▶ **YOUR OBJECTIVE**: Take every line from the listing below that includes "black" and copy it.

- - - -

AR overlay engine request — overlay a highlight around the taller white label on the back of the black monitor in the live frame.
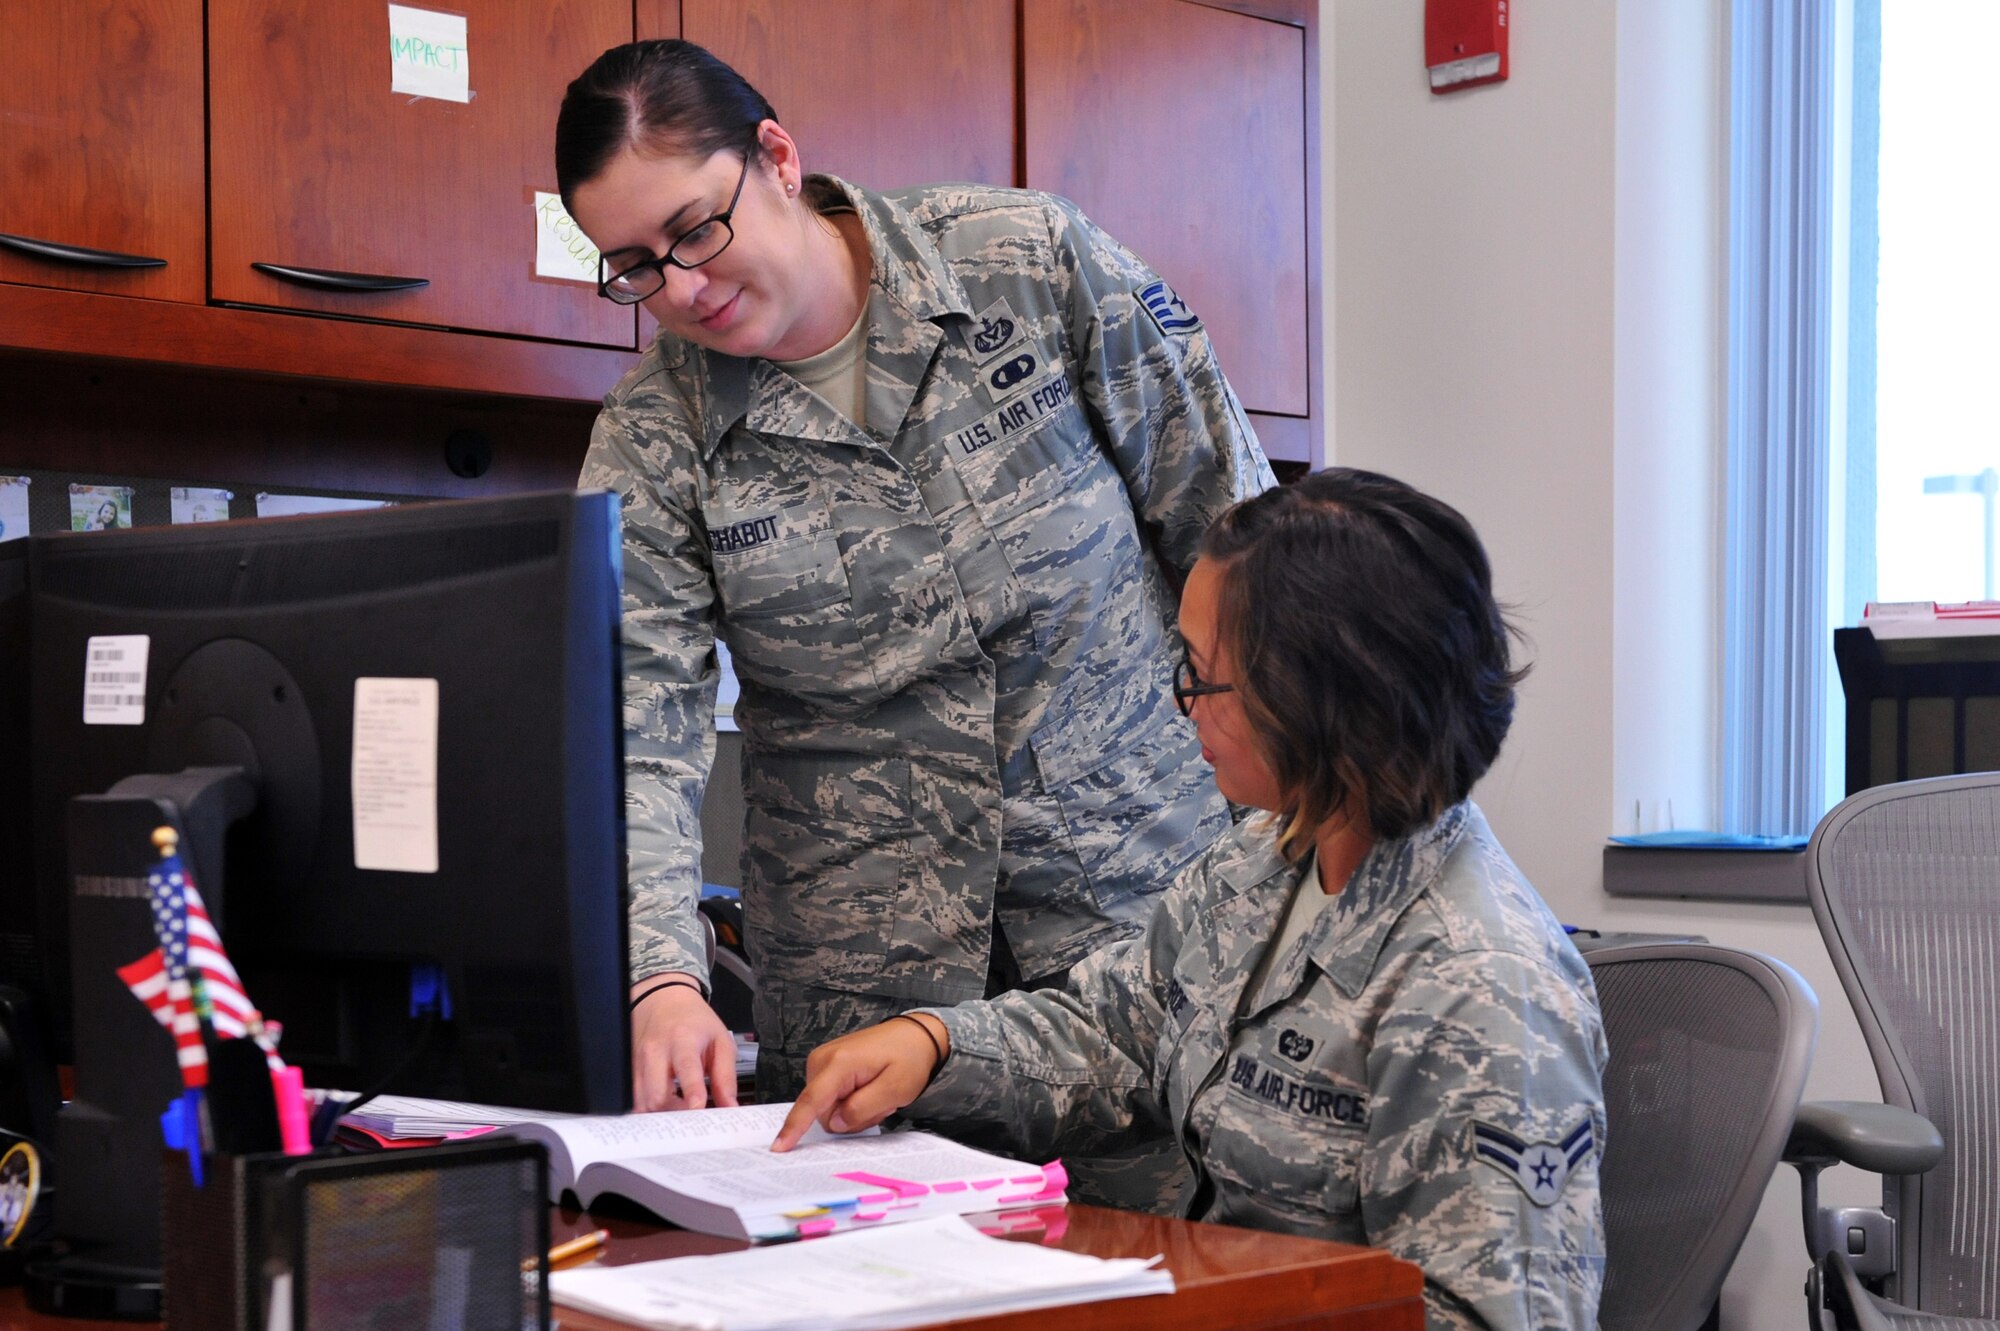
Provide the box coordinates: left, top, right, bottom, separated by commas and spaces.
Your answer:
354, 679, 438, 873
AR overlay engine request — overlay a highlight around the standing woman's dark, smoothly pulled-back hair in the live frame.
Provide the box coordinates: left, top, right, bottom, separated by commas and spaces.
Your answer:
556, 38, 778, 208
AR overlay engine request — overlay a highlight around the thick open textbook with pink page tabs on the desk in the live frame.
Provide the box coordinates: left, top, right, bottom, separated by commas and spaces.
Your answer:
342, 1095, 1068, 1239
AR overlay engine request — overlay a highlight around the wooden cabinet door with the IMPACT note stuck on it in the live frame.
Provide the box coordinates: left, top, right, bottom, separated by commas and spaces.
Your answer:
208, 0, 636, 347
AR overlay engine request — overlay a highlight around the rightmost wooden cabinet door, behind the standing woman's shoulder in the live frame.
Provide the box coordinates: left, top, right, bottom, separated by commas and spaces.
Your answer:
1022, 0, 1312, 416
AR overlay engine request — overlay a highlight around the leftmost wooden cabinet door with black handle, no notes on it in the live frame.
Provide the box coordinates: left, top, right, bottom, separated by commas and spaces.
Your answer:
0, 0, 208, 300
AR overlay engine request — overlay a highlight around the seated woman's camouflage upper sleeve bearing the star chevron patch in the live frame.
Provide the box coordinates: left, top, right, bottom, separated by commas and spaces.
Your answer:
1358, 951, 1606, 1331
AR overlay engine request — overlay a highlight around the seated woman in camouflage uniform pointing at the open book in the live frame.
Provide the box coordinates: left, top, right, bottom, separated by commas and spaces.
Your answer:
776, 470, 1606, 1327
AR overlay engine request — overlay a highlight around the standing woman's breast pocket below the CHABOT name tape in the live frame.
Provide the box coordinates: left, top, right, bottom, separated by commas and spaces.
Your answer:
714, 532, 880, 711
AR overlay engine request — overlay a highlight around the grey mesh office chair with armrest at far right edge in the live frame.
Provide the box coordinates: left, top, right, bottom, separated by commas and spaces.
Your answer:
1788, 771, 2000, 1331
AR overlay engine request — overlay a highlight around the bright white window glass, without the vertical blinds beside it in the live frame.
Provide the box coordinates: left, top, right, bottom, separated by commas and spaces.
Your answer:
1846, 0, 2000, 599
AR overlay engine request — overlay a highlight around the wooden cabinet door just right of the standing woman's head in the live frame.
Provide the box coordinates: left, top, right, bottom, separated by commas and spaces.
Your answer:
676, 0, 1016, 190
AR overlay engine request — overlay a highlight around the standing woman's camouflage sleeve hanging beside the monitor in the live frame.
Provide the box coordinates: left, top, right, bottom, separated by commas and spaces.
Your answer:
578, 400, 718, 983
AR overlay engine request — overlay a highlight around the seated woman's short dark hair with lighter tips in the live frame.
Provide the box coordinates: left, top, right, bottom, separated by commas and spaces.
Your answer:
1202, 468, 1528, 857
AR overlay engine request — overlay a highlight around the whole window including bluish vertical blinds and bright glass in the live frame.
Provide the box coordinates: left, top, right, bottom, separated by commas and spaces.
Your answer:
1722, 0, 2000, 835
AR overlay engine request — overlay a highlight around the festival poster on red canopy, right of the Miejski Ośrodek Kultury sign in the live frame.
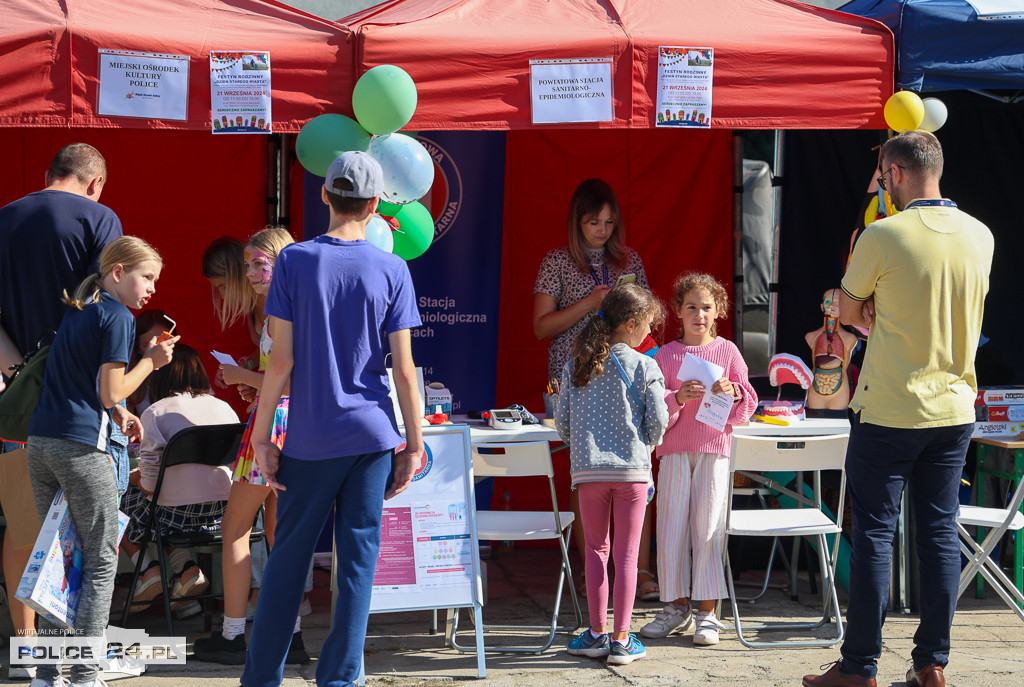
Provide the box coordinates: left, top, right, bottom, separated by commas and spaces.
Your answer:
210, 50, 272, 133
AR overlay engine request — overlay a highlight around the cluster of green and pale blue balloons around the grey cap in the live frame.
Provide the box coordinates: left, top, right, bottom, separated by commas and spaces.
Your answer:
295, 65, 434, 260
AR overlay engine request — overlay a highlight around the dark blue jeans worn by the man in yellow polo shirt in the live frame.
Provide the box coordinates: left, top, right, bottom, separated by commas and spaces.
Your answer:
840, 415, 974, 678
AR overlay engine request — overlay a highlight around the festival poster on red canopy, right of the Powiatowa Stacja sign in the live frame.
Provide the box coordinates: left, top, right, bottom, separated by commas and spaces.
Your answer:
654, 45, 715, 129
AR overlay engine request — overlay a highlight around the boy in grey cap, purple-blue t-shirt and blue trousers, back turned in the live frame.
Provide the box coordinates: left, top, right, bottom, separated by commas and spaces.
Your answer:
242, 152, 423, 687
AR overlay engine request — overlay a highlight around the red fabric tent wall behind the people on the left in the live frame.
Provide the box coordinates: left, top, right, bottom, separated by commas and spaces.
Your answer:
0, 128, 301, 413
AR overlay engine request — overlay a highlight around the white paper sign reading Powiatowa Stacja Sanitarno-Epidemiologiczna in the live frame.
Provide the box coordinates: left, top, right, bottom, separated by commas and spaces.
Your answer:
529, 57, 614, 124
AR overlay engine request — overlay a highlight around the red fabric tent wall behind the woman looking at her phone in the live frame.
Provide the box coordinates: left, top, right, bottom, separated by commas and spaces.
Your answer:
498, 129, 732, 415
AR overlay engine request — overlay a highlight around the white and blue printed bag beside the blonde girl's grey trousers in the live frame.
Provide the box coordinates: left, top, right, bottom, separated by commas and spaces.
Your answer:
14, 489, 128, 630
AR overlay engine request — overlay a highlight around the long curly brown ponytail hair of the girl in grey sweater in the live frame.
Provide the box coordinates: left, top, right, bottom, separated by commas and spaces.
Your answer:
572, 284, 665, 387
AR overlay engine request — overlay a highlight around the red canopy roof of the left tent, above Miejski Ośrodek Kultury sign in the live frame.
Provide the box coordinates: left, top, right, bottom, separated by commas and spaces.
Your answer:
0, 0, 353, 132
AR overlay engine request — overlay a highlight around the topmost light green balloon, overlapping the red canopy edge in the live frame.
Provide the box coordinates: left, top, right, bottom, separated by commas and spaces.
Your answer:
352, 65, 416, 136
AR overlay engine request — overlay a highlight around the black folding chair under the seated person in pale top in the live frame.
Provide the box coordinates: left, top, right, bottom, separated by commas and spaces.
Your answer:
121, 423, 265, 637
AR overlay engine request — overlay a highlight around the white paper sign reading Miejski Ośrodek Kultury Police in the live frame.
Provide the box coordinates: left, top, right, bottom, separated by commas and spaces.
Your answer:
96, 50, 188, 121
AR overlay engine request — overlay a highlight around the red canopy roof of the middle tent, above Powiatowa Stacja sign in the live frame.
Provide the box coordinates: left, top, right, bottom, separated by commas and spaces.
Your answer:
341, 0, 894, 130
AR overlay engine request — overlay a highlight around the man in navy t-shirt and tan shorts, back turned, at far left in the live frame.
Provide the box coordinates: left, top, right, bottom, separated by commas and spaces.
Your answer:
0, 143, 122, 678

- - - -

▶ **RESPONSE FOR THIS EXERCISE**:
AR overlay engine request — overlay a highlight around the taller white label on the back of the black monitor in the live frame.
AR overlay engine request — overlay a highlight around the leftmost wooden cabinet door with black handle, no notes on it in the live frame.
AR overlay engine request — overlay a highlight around the black folding chair under the seated person in pale top in the live frame.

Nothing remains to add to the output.